[Task details]
Repeat the records below word for word, but start at the line that contains "Q: Point to the dancer's", stop after the last line, and include nothing else.

[Working data]
****************************************

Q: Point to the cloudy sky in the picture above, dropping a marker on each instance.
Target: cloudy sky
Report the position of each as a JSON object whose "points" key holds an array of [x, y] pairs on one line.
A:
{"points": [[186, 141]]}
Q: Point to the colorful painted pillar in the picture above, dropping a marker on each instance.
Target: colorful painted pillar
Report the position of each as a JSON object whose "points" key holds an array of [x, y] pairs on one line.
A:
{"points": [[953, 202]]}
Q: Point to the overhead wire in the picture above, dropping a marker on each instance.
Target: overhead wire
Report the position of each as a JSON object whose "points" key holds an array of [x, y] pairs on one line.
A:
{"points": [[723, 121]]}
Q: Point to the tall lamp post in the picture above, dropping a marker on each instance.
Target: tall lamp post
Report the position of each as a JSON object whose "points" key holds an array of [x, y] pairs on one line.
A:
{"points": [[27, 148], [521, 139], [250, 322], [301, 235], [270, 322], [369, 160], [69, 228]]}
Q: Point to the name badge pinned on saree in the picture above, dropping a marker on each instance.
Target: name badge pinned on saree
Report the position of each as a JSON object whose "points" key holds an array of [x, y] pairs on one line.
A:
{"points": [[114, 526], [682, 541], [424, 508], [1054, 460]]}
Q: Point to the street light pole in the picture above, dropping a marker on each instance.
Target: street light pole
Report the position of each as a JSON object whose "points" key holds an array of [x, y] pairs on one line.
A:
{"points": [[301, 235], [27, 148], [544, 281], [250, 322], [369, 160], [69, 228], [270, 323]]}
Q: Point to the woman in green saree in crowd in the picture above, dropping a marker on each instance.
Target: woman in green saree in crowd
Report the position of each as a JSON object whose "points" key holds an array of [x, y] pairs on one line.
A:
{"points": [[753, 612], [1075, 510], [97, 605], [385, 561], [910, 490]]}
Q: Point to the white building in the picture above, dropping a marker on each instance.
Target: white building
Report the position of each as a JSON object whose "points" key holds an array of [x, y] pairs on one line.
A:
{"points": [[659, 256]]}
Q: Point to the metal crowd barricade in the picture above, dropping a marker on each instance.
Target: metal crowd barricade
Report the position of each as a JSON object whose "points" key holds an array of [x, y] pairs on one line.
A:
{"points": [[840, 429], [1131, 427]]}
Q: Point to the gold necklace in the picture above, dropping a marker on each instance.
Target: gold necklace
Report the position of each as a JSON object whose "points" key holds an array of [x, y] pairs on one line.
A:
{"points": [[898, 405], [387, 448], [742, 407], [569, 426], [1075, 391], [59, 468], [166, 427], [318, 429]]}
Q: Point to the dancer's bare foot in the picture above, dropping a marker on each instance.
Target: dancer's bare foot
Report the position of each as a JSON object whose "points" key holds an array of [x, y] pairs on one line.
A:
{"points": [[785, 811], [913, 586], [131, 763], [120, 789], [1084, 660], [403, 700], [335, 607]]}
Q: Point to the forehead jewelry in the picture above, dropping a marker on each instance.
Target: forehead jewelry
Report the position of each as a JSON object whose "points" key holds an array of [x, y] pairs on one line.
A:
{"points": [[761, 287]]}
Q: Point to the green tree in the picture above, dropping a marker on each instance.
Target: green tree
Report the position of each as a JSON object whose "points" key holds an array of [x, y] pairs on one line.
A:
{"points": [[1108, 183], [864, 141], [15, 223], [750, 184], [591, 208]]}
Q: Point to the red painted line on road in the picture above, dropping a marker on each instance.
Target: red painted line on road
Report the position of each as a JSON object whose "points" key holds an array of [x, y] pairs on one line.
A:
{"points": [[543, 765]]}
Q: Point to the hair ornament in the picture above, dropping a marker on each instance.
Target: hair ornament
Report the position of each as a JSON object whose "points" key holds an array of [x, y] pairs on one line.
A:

****************************************

[Task output]
Q: Point to the dancer's bare foot in the picture above, dropping a marker on each instance.
Target: dancer's bare foot
Report the position of each as a JSON object whose "points" key holds an array of [x, y] pairs on one line.
A:
{"points": [[785, 811], [913, 586], [131, 763], [120, 789], [1084, 660], [403, 700], [335, 607]]}
Q: Point to the forehead jewelry in the picture above, dropping a marker on each instance.
Target: forehead jewelry
Report the position of each as a JSON object whose "points" key holds an array of [x, y] pairs on one line.
A:
{"points": [[761, 287]]}
Q: Point to the green tree in the picture above, dropping a marker on each instance.
Target: green tree
Report the position of each as a JSON object whose "points" key holds an array of [x, y] pairs on one line.
A:
{"points": [[1108, 183], [864, 141], [15, 223], [750, 184], [591, 208]]}
Q: Point to the red painted line on road in the picture above, dropping a marker on each instance.
Target: red painted line on road
Report the position of each as a JSON object whose "points" key holds an array of [x, y] pairs on one line.
A:
{"points": [[543, 765]]}
Q: Point to the hair ornament in the picture above, dropping a marker on each instance.
Target: hair ornament
Report the position of each as a JSON object whose "points" key holds an array of [x, y] pairs on one line.
A:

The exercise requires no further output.